The answer should contain all of the records below, each one copied word for word.

[Referring expression data]
┌──
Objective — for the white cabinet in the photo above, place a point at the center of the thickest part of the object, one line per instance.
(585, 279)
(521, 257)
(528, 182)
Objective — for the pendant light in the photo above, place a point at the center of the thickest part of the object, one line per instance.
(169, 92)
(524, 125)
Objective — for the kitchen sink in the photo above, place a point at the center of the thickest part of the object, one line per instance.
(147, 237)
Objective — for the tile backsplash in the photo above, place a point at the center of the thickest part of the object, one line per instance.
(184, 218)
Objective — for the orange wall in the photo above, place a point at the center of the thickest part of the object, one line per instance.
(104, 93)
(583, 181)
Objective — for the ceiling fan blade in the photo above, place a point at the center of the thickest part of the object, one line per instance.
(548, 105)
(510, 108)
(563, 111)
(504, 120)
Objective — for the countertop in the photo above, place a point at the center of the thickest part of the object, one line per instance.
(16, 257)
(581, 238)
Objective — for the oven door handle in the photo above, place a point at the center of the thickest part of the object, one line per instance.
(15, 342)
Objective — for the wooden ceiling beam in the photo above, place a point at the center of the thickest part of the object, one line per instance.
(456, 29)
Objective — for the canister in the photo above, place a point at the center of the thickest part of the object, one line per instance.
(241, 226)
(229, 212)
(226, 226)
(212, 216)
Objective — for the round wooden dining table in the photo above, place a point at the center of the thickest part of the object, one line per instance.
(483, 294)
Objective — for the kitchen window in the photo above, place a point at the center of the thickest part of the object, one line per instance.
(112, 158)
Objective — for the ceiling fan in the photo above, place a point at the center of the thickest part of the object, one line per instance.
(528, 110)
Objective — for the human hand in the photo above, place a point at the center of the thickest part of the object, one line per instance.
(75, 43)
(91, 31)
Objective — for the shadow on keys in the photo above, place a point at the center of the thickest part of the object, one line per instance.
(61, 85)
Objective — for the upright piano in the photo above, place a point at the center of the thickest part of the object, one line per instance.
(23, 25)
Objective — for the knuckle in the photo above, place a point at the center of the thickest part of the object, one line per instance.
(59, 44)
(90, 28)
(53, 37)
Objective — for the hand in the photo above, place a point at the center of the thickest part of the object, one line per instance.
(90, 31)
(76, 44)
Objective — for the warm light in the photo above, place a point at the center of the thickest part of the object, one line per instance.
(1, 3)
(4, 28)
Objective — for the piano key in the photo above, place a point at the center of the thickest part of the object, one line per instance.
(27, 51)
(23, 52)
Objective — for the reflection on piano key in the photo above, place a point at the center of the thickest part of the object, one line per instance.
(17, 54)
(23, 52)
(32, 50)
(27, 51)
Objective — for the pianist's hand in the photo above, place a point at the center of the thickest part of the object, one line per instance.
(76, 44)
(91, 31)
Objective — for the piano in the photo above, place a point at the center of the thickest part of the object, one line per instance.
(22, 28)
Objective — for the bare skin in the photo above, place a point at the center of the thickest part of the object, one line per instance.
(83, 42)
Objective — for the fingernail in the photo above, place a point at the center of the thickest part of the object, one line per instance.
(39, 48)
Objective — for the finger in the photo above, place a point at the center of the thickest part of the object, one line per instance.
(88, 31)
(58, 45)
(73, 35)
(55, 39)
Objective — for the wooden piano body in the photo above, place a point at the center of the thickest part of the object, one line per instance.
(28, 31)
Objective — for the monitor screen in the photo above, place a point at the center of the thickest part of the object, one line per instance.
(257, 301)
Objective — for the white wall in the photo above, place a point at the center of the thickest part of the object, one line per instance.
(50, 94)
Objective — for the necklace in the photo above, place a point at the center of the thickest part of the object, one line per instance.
└──
REPLY:
Objective — for the white cabinet in the photo above, place a point at the center of the thickest part of the object, one line per instance.
(585, 279)
(521, 257)
(528, 182)
Objective — for the pendant light in the photo above, place a point at the center of the thickest part of the object, one line per instance.
(169, 92)
(524, 125)
Objective — for the kitchen sink in the photo above, place a point at the center of the thickest part of the object, one line per instance.
(147, 237)
Objective — for the tile backsplash in the photo above, place a point at the center of the thickest part of the object, one line per instance.
(184, 218)
Objective — for the orange wall in the photo above, place a point at the center of the thickest part of the object, one line per instance.
(104, 93)
(583, 181)
Objective — for the ceiling fan blade in the photo above, place a point at the center of the thickest part of the object, one line per instance.
(548, 105)
(510, 108)
(563, 111)
(504, 120)
Objective — for the countertop in the photo above, place a point at the center of the thickest part of the object, one line per instance.
(16, 257)
(581, 238)
Objective — for the oven door handle in the photo above, place a point at the center of the thickest part of the object, one line per instance.
(15, 342)
Objective — for the wooden ceiling beam in the photo above, place a point at the center of the thickest part of the object, one line per instance.
(456, 29)
Objective — for the canister in the photo above, place a point at the center of the thickest part of the object, one line per instance.
(241, 226)
(229, 212)
(226, 226)
(212, 216)
Objective — for the round wooden dining table in the photo above, place a point at the center of the thickest part of the object, one line per instance.
(483, 294)
Objective — for the kitchen window in the photo above, place a point at the center of the thickest part of the object, one line per instance.
(112, 158)
Objective — for the ceiling fan in the photo above, place a point at the center of the thickest part of the object, one line per instance.
(528, 110)
Objective — for the human hand in the photo above, place a point at the center of the thickest part of the object, one line per instance.
(75, 43)
(91, 31)
Objective — for the shadow on keys in the photo above, place a point at the center of the thickest part of the object, one line per instance.
(61, 85)
Objective — for the upright piano in the photo above, place a point at the center of the thickest part of the object, one line per instance.
(23, 25)
Objective — for the knuckle in the photo above, place a point at the center of the thickest part of the object, one line per instance.
(59, 44)
(90, 28)
(53, 37)
Objective — for the hand in the photo above, place a point at the center of the thickest part of the object, one line per instance.
(90, 31)
(76, 44)
Objective — for the warm light in the photo above, place a point at the center of the thickest part of the object, one line per instance.
(1, 3)
(4, 28)
Objective — for the piano key in the photo above, place a point at the center of the thickest part of the object, one line per instance.
(27, 51)
(23, 52)
Objective — for the reflection on piano key in the photo above, place a point at the center of the thickest part of the object, one line per instance.
(17, 54)
(23, 52)
(32, 50)
(27, 51)
Objective — for the pianist's hand in the photo above, place a point at the center of the thickest part of the object, one line per instance.
(76, 44)
(91, 31)
Objective — for the piano in the photo above, place a point at the center of the thickest part of the object, one line per instance.
(22, 28)
Objective — for the bare skin in the photo above, place a point at the center of the thickest part of the object, one line per instance.
(83, 42)
Objective — for the fingernail in the photo above, place a point at the center of the thickest part of the object, one line per instance.
(39, 48)
Objective — for the finger in the photo above, place a point at the center of the thickest part of the object, one line per instance.
(88, 31)
(58, 45)
(73, 35)
(55, 39)
Objective — for the wooden piano body in the photo above, place a point at the center of the thickest part of the object, one line per instance.
(28, 31)
Objective — for the monitor screen in the photo above, place a point at the center of the thickest part of the object, one line per instance.
(257, 301)
Objective — for the white wall in the photo above, place a point at the center of the thickest part of the object, one line per instance.
(50, 94)
Objective — for the necklace in the photo above, place a point at the center of the thickest part of the object, one line per instance.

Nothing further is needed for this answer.